PASSAGE SHOWN:
Since the variable of interest is calculated as a change (in percentage) the null hypothesis of no change equals 0 in percentage change.
# To acces the specific variable
t.test(hyp1$T3T1_PERCENT_CHANGE_RNA, mu = 0, alternative = "two.sided")
The confidence interval together with the p-value suggests that this result, or an even more extreme results is improbable if the null hypothesis is true.
Exercise 2
The same test can be perfomed using the raw data. We will use the raw variables to test in RNA changes with training. The variables of interest are:
hyp2 <- hypertrophy %>%
select(SUB_ID, CLUSTER, T1_RNA, T3_RNA) %>%
print()
Using this new data set, how would you test if RNA changes wit training. What kind of test do you choose?
Here is a possible solution
The data are paired, meaning that we now have two data points from each participant. In the t-test function we need to specify paired = TRUE
in this case. The null hypothesis can still be directional or “two.sided”.
t.test(hyp2$T3_RNA, hyp2$T1_RNA, paired = TRUE, alternative = "two.sided")
How does this correspond to the test of percentage change above?
Exercise 3
An independent, two sample t-test compares means from two groups that are not in any meaningful way related.
Calculate any difference of RNA increases between T1 and T3 between the HIGH
and LOW
cluster group. Are the groups different (at the population level)?
Here is a possible solution
We could use the change score, not converted to percentages to compare the groups. We have to remove participants not belonging to any group.
hyp3 <- hypertrophy %>%
select(SUB_ID, CLUSTER, T3T1__RNA) %>%
filter(!is.na(CLUSTER)) %>%
print()

REQUIRED ACTIONS:
[1] In the t-test tutorial, which argument has to be specified in the t-test function when the data are paired?
[2] Please pick up the t-test tutorial right after its last line and continue it.

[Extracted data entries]
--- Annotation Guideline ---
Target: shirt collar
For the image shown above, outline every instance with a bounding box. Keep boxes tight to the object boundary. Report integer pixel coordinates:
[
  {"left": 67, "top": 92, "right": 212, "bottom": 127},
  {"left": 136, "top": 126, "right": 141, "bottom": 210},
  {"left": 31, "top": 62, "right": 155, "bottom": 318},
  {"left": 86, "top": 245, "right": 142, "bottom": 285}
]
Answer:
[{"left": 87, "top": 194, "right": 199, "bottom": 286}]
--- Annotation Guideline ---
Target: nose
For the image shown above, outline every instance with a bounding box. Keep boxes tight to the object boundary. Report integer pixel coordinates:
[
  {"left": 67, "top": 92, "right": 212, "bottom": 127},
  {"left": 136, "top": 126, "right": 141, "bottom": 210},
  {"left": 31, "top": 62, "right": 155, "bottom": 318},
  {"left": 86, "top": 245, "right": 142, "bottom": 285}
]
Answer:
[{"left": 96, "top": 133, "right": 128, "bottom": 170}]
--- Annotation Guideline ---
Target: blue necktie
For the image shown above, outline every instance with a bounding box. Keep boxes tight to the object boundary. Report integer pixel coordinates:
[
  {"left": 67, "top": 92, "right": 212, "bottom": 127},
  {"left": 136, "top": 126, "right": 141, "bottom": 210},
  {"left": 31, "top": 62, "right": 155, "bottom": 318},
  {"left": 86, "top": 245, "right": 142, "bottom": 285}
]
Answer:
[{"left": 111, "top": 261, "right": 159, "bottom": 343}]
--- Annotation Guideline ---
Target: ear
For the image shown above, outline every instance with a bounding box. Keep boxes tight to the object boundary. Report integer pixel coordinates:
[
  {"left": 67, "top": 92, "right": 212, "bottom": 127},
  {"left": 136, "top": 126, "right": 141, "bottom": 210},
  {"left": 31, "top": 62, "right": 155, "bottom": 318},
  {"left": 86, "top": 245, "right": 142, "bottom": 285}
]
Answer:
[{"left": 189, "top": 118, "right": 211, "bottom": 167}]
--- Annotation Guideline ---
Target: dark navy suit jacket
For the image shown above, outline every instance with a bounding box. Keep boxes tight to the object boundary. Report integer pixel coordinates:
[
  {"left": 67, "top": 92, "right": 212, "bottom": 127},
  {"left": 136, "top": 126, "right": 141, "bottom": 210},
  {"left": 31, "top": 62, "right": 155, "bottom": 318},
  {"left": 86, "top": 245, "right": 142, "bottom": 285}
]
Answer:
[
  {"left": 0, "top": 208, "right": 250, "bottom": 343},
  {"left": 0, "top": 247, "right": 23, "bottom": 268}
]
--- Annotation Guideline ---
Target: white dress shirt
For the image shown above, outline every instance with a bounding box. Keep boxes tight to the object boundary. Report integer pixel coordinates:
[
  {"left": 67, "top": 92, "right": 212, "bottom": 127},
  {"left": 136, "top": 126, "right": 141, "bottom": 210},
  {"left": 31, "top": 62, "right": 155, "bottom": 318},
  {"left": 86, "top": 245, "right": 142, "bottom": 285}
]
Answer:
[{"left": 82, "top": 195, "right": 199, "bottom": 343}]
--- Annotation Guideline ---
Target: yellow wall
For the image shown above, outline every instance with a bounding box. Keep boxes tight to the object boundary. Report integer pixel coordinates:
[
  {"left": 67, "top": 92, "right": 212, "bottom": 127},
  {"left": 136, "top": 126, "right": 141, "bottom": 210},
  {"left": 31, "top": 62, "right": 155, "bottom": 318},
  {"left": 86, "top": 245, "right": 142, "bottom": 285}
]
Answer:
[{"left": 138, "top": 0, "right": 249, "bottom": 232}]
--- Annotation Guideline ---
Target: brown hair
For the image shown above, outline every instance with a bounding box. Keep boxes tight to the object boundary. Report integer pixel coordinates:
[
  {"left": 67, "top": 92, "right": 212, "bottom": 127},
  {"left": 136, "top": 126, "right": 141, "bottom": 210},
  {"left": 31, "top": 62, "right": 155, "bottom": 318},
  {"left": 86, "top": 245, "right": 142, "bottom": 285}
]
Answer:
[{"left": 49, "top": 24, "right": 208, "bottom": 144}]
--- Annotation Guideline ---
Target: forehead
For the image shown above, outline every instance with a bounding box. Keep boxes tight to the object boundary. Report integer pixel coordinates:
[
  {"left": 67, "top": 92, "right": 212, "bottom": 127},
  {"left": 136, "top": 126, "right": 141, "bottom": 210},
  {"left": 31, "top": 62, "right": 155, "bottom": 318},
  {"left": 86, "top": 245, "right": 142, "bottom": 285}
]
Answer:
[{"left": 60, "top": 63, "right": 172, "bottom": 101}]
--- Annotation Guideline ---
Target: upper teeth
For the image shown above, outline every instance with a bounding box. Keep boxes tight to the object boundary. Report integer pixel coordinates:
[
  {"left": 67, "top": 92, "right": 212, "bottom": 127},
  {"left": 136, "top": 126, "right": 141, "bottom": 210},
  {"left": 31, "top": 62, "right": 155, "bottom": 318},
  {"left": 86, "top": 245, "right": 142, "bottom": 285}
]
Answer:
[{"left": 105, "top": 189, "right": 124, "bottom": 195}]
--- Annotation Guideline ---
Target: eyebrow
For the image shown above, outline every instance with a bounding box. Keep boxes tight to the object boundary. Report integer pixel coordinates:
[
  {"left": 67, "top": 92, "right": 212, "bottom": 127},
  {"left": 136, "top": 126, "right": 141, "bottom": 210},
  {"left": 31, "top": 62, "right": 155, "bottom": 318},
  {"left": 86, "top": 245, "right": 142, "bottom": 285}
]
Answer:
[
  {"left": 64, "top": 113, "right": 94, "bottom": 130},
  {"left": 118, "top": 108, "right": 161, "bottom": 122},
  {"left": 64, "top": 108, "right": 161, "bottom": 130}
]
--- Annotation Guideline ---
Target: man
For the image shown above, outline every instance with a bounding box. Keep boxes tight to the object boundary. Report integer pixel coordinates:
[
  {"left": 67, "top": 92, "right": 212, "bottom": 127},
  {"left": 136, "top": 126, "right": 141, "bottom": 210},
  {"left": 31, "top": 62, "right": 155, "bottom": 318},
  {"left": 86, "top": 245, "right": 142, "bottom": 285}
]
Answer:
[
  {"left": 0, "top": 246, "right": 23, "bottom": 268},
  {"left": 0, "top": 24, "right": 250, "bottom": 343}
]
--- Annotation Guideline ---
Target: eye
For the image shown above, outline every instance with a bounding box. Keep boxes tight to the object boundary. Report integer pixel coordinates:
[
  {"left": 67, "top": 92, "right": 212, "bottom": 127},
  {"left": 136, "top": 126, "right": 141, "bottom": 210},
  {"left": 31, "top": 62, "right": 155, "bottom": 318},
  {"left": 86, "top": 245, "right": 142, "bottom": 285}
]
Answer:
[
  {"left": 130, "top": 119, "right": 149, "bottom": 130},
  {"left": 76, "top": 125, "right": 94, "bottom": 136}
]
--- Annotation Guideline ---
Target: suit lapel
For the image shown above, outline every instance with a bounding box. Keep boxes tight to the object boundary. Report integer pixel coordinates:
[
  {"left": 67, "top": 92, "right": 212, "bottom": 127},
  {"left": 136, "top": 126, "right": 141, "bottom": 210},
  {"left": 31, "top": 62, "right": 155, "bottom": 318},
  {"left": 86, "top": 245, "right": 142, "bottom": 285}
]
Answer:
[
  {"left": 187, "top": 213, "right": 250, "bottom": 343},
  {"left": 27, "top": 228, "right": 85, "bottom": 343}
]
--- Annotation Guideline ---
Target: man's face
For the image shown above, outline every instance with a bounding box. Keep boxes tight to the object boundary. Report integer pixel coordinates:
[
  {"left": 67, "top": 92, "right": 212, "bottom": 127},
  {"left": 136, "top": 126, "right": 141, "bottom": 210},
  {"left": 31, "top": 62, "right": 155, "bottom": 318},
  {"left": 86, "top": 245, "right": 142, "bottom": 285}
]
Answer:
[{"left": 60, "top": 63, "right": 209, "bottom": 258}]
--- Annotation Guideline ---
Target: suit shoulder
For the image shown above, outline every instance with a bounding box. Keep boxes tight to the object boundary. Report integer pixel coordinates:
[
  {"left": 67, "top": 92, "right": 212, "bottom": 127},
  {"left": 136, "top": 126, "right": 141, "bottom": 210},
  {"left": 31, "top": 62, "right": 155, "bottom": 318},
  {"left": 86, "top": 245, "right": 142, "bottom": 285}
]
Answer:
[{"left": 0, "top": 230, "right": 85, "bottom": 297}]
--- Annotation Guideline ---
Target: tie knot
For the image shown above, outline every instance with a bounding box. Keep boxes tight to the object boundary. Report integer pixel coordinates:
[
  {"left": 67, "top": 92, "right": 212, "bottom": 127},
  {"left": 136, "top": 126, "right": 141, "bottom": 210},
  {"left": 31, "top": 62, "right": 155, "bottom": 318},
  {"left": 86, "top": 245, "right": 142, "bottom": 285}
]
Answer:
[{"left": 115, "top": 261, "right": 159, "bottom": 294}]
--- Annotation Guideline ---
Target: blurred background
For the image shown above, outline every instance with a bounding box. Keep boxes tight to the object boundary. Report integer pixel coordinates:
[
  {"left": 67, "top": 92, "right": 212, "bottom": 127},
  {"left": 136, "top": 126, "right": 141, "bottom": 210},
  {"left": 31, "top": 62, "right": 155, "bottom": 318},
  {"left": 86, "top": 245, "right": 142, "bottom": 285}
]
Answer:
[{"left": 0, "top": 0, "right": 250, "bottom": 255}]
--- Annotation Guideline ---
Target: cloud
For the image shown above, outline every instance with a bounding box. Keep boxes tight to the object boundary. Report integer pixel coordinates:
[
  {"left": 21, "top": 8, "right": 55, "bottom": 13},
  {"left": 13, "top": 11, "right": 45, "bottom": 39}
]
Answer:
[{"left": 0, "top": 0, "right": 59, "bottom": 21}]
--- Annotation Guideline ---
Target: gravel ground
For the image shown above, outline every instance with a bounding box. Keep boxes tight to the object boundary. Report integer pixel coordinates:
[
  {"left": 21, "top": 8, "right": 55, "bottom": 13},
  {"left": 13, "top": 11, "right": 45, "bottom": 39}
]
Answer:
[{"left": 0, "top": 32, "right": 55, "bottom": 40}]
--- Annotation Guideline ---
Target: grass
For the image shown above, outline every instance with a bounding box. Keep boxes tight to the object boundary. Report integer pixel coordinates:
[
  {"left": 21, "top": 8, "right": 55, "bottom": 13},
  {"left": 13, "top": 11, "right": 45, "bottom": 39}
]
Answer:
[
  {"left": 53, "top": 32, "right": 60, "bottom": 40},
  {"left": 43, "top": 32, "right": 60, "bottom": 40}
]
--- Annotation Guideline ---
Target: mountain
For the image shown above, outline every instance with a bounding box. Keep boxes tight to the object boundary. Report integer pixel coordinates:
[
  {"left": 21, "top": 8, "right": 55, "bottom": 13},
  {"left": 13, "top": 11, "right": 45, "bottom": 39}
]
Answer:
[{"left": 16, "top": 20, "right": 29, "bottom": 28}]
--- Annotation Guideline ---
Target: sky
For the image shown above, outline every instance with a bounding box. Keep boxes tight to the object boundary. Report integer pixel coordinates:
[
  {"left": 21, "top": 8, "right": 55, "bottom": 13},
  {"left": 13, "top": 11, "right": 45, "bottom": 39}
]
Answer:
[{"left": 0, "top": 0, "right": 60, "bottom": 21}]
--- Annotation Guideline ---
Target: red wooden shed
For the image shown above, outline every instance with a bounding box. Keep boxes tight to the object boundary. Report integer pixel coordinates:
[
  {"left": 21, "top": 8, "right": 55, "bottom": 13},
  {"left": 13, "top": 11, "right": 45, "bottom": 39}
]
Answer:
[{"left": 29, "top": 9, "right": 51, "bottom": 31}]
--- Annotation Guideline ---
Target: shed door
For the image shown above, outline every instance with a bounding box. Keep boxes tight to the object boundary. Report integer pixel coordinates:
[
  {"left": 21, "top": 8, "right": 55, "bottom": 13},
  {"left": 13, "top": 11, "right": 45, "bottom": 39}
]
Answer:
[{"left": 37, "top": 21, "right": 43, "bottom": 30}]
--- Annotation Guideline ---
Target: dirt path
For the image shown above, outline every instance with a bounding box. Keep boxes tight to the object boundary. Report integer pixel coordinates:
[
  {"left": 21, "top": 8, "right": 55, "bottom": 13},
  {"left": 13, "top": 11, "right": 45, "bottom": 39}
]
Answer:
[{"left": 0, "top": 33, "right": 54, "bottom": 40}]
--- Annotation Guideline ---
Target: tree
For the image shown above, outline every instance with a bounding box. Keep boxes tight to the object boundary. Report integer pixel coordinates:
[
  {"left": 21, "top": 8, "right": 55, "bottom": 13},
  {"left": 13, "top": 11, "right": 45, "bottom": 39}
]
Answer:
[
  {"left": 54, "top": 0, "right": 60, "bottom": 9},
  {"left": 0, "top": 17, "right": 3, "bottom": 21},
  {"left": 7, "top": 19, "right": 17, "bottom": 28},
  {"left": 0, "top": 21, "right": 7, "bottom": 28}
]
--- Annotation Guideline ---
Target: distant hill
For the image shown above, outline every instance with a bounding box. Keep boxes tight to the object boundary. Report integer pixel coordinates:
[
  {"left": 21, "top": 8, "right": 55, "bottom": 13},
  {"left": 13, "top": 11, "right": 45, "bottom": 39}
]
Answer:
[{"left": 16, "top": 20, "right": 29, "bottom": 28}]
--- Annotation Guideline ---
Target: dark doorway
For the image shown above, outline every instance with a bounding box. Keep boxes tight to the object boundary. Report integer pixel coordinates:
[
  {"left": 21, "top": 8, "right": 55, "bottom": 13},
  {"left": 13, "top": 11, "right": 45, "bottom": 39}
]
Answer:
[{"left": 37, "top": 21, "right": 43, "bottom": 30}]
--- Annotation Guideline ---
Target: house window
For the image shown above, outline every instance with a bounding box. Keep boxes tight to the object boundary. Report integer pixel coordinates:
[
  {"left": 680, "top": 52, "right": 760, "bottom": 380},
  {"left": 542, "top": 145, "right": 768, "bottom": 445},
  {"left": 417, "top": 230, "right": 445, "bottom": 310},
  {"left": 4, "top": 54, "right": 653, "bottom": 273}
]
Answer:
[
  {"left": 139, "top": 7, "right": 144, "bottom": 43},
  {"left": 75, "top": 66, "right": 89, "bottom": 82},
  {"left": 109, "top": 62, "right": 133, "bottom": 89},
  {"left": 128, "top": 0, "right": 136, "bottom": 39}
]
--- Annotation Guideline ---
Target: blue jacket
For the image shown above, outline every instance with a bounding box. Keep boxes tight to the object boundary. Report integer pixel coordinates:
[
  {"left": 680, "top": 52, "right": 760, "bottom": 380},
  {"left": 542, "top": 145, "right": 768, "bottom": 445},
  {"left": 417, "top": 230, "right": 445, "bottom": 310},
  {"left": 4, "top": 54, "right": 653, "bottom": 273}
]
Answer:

TASK-BY-TASK RESULTS:
[1] paired = TRUE

[2]
The t-test can now be used with a formula. We want to explain the variable T3T1__RNA
with the grouping variable (CLUSTER
). In R we can write this as a formula T3T1__RNA ~ CLUSTER
. In the help-pages of t.test
we can see that a method exists for class formula. This means that the function can be used differently than what we have previously done. Notice also that the data argument is needed since we do not enter the data directly.
t.test(T3T1__RNA ~ CLUSTER, data = hyp3)
What conclusions do you draw from the results?
Here is a possible solution
The mean increase in the LOW group is slightly higher than in the HIGH group, however the results are not so different than what would be expected in the null hypothesis was true. We do not have strong evidence against the null
It is a good idea to plot the data to see what is going on. A simple boxplot will tell the story
hyp3 %>%
ggplot(aes(CLUSTER, T3T1__RNA)) + geom_b
Exercise 4
When writing up results it is good practice to include the test statistic together with a mean difference, a confidence interval and a p-value.
How can you use R to get all these values from a single test? Use the t-test performed in exercise 2 to get all values from the test function.
Here is a possible solution
# First, save the test in an object
ttest <- t.test(hyp2$T3_RNA, hyp2$T1_RNA, paired = TRUE, alternative = "two.sided")
# the test statistic
ttest$statistic
# Mean difference
ttest$estimate
# Confidence interval
ttest$conf.int
# The confidence interval is two numbers the upper and the lower value
# to get only the lower
ttest$conf.int[1]
# And the upper
ttest$conf.int[2]
# And finally the p-value
ttest$p.value
Exercise 5
When writing results in R markdown we can add results from a test automatically in the test. Try to write Rmarkdown combined with R code to create the following output:
Total RNA content increased from T1 to T3 with 90.5 units (95% CI: [51.5, 129.5], t(29) = 4.74, p = 0).
Here is a possible solution
I first saves the t-test in an oject from where I save all values that I’m interested in.
hypertrophy <- read_csv("./data/hypertrophy.csv")
hyp2 <- hypertrophy %>%
select(SUB_ID, CLUSTER, T1_RNA, T3_RNA)
# First, save the test in an object
ttest <- t.test(hyp2$T3_RNA, hyp2$T1_RNA, paired = TRUE, alternative = "two.sided")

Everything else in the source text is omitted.